TASK TO CARRY OUT: Present the lines below as a numbered list, leaving out any blank lines.

SUPPLIED ENTRIES:
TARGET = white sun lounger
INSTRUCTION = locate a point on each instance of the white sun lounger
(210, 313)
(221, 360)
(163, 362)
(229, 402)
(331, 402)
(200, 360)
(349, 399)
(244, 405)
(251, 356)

ANSWER FOR THIS EXERCISE:
1. TARGET = white sun lounger
2. INSTRUCTION = locate a point on each instance of the white sun lounger
3. (210, 313)
4. (221, 360)
5. (163, 362)
6. (229, 402)
7. (331, 402)
8. (200, 360)
9. (349, 399)
10. (244, 405)
11. (251, 356)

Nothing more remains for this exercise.